## REQUIREMENT
Transcribe, word for word, the stretch of the Falklands War piece below that begins with the words "The way the campaign" and ends with "would want to?".

## DOCUMENT PASSAGE
********************
A very British war: the Falklands remembered
It was a conflict that came out of nowhere - the invasion of a tiny cluster of distant islands that gave Britain the excuse to flex its imperial muscle. But 25 years on, what is the real historical significance of the Falklands War? Robert Fox - who was BBC radio's man on the front line - looks back on the extraordinary spring of 1982, and a military adventure that nearly ended in disaster
Friday, 30 March 2007
"There is no period so remote as the recent past," wrote Alan Bennett, a proposition of which the strange episode of the Falklands War is the elegant proof. Already after 25 years there is a sepia tinge to the whole enterprise. It seems to have more in common with Mafeking, the Malakand Field Force and the expeditions of Empire of a century gone than the post 9/11 wars in which British servicemen and women are now embroiled in Afghanistan and Iraq.
The war in the South Atlantic is now looked on by the media heritage industry headed by the BBC as something we "won" rather like the World Cup of 1966. It is now firmly in the nostalgia box, and thoughts of how close-run it was, and of the chorus of criticism at the time about the political wisdom of the whole enterprise, are now suppressed.
It was strange, unique even, for its time and looks even more so now across the vale of memory. Somebody like myself, being somewhat uncomfortably close to the action at times, is incapable of detached judgement, but several irrefutable considerations stand out.
It is likely to prove the last military operation of any scale that Britain will mount and execute alone, and it was the last footnote in the story of the wars of the British Empire. True, there was some assistance from the United States and France, but it was not quite as extensive as Washington and Paris now claim. From the US the main gifts were copious amounts of aviation fuel, the lease-back of the Ascension Island base and handy gizmos like the Stinger shoulder-launched missile. Curiously I saw the first of these fired in anger when the snake of the 2nd Battalion, the Parachute Regiment was puffing its way up from San Carlos beach on 21 May. A band of marauding Argentinian Pucara aircraft came to have a look, and suddenly I saw a puff of smoke, a vapour trail and a parachute drifting like a leaf down through the bright blue autumn sky.
Much has been made about the way the US helped with intelligence. But I must say I saw very little of this, as the general intelligence on the exact disposition of the Argentinians, and indeed how and why precisely they had ended up invading the Malvinas/Falklands in the first place, seemed less than profound. The only Americans I came across were US mercenaries serving as snipers with one of the Argentinian infantry battalions.
Most striking is the casualty rate in such a brief period. Officially 258 British servicemen died and three Falklanders. Some 700 Argentinians were killed. Hundreds of Britons were injured, and more reported serious psychological trauma and disturbance, some years after the event. More British servicemen died than the total number killed on operations in Afghanistan since 2001 and Iraq since 2003. Such attrition is unlikely to be tolerated today.
The way the campaign was reported - and here I cannot plead the innocent bystander - is unlikely to be repeated either. We were, in all, a party of about 32 to 34 (with comings and goings) - accredited journalists, photographers, television camera crews. We were all white, male and carrying British passports. There was no embedded reporter from Europe, the Commonwealth or the United States (though they tried hard enough), let alone from Latin America. Imagine trying to keep CNN or Al Jazeera out of British bases in Basra and Lashkar Gha today. And besides, who would want to?
********************
## RECORD SET
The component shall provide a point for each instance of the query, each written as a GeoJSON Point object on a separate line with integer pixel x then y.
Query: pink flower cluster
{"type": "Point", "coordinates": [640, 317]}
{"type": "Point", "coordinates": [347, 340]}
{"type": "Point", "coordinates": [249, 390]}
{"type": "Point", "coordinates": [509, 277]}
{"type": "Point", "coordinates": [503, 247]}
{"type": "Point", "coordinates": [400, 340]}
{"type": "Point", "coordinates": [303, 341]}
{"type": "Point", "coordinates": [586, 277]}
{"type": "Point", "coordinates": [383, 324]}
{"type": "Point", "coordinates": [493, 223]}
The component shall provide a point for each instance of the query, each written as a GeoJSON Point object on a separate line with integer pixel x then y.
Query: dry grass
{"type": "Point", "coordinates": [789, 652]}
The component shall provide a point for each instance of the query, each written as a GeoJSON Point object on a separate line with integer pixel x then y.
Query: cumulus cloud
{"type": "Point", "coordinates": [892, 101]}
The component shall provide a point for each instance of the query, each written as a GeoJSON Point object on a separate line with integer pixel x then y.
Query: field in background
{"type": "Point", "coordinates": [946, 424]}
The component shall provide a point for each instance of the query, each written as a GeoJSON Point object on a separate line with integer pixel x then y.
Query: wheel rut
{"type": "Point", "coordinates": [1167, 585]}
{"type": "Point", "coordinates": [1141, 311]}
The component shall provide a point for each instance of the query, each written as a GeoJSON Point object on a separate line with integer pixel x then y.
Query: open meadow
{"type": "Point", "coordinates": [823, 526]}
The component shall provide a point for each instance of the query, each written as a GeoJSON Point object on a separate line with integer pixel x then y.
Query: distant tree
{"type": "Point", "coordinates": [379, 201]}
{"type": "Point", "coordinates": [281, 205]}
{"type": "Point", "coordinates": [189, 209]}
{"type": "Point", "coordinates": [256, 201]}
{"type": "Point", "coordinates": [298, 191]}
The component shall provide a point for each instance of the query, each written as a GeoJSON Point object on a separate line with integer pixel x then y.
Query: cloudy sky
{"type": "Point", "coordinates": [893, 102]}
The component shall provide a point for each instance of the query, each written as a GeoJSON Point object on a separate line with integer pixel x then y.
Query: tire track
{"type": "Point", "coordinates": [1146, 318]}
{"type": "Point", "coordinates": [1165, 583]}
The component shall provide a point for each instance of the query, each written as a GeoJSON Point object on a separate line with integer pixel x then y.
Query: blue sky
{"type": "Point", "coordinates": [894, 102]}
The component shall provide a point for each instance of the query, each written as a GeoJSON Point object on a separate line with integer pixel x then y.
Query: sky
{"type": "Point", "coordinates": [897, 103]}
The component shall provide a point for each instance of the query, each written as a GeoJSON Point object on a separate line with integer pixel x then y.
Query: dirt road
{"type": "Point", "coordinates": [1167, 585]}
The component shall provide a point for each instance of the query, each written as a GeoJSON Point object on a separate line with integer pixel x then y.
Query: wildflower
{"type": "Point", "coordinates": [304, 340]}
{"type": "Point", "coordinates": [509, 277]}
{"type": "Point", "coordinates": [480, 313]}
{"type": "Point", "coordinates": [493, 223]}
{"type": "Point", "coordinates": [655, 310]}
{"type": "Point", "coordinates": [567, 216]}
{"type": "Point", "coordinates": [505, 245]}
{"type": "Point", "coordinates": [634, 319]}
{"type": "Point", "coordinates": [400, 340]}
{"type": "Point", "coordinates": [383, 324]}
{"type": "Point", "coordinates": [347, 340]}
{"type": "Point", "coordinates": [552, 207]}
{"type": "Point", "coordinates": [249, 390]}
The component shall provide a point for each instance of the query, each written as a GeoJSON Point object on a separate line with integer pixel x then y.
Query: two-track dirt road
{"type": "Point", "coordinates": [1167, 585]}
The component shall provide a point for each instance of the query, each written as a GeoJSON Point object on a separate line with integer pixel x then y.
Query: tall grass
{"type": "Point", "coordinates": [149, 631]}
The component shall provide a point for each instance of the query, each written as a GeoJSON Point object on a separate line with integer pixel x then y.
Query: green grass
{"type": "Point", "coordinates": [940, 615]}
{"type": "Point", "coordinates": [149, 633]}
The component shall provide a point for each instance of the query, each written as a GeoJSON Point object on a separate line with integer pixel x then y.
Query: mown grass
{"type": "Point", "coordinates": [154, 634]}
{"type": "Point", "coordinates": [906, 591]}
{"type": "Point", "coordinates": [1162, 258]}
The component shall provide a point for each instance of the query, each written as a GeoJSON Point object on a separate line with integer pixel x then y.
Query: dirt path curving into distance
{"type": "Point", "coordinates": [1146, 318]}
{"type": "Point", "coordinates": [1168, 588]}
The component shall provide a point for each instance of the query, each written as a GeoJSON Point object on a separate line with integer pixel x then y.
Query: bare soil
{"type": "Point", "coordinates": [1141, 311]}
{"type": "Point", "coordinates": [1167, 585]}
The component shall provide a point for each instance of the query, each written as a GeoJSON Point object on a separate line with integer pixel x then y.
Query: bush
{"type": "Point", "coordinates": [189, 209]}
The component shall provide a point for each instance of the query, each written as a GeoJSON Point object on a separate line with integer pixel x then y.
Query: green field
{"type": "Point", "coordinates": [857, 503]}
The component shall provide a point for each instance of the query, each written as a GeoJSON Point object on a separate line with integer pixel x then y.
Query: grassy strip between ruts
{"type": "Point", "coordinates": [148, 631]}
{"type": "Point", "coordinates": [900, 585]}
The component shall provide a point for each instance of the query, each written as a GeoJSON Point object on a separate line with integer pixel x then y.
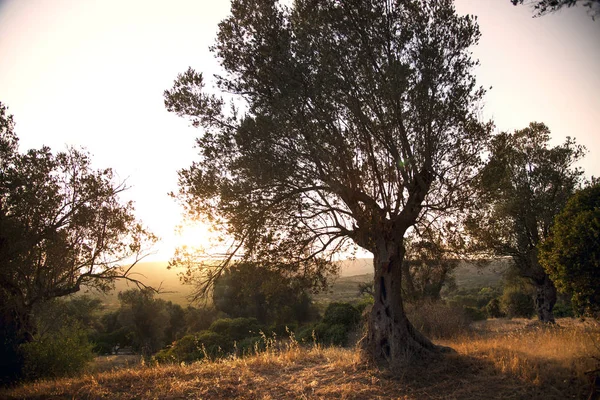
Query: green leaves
{"type": "Point", "coordinates": [571, 254]}
{"type": "Point", "coordinates": [355, 115]}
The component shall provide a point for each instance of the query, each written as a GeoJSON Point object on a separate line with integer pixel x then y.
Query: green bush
{"type": "Point", "coordinates": [62, 353]}
{"type": "Point", "coordinates": [438, 320]}
{"type": "Point", "coordinates": [493, 309]}
{"type": "Point", "coordinates": [341, 314]}
{"type": "Point", "coordinates": [475, 314]}
{"type": "Point", "coordinates": [282, 330]}
{"type": "Point", "coordinates": [196, 347]}
{"type": "Point", "coordinates": [516, 304]}
{"type": "Point", "coordinates": [250, 345]}
{"type": "Point", "coordinates": [563, 308]}
{"type": "Point", "coordinates": [305, 334]}
{"type": "Point", "coordinates": [236, 328]}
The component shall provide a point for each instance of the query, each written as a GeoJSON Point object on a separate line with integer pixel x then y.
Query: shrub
{"type": "Point", "coordinates": [196, 347]}
{"type": "Point", "coordinates": [475, 314]}
{"type": "Point", "coordinates": [305, 334]}
{"type": "Point", "coordinates": [516, 304]}
{"type": "Point", "coordinates": [493, 309]}
{"type": "Point", "coordinates": [250, 345]}
{"type": "Point", "coordinates": [563, 308]}
{"type": "Point", "coordinates": [61, 353]}
{"type": "Point", "coordinates": [341, 314]}
{"type": "Point", "coordinates": [236, 328]}
{"type": "Point", "coordinates": [438, 320]}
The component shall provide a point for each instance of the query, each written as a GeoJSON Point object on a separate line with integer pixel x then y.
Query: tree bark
{"type": "Point", "coordinates": [545, 299]}
{"type": "Point", "coordinates": [391, 339]}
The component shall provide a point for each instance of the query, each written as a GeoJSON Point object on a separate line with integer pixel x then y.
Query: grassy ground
{"type": "Point", "coordinates": [496, 360]}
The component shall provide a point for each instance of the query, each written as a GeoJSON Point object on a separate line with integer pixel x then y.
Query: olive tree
{"type": "Point", "coordinates": [543, 7]}
{"type": "Point", "coordinates": [62, 227]}
{"type": "Point", "coordinates": [571, 253]}
{"type": "Point", "coordinates": [522, 188]}
{"type": "Point", "coordinates": [334, 124]}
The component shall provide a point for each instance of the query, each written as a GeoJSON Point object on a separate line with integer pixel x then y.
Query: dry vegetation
{"type": "Point", "coordinates": [497, 360]}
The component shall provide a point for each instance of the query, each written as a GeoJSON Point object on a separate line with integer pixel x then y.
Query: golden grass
{"type": "Point", "coordinates": [499, 360]}
{"type": "Point", "coordinates": [551, 356]}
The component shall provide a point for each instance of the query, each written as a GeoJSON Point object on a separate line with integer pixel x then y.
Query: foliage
{"type": "Point", "coordinates": [349, 121]}
{"type": "Point", "coordinates": [236, 328]}
{"type": "Point", "coordinates": [250, 290]}
{"type": "Point", "coordinates": [342, 314]}
{"type": "Point", "coordinates": [339, 320]}
{"type": "Point", "coordinates": [571, 254]}
{"type": "Point", "coordinates": [62, 227]}
{"type": "Point", "coordinates": [145, 318]}
{"type": "Point", "coordinates": [431, 258]}
{"type": "Point", "coordinates": [516, 304]}
{"type": "Point", "coordinates": [543, 7]}
{"type": "Point", "coordinates": [523, 186]}
{"type": "Point", "coordinates": [59, 353]}
{"type": "Point", "coordinates": [196, 347]}
{"type": "Point", "coordinates": [438, 320]}
{"type": "Point", "coordinates": [493, 309]}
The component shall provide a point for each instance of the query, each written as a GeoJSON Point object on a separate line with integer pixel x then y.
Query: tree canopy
{"type": "Point", "coordinates": [62, 226]}
{"type": "Point", "coordinates": [523, 186]}
{"type": "Point", "coordinates": [571, 253]}
{"type": "Point", "coordinates": [350, 121]}
{"type": "Point", "coordinates": [543, 7]}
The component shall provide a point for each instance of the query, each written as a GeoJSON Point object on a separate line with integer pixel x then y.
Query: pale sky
{"type": "Point", "coordinates": [91, 73]}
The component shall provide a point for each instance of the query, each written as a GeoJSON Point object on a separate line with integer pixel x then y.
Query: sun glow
{"type": "Point", "coordinates": [195, 235]}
********************
## RESULT
The way the campaign was reported - and here I cannot plead the innocent bystander - is unlikely to be repeated either. We were, in all, a party of about 32 to 34 (with comings and goings) - accredited journalists, photographers, television camera crews. We were all white, male and carrying British passports. There was no embedded reporter from Europe, the Commonwealth or the United States (though they tried hard enough), let alone from Latin America. Imagine trying to keep CNN or Al Jazeera out of British bases in Basra and Lashkar Gha today. And besides, who would want to?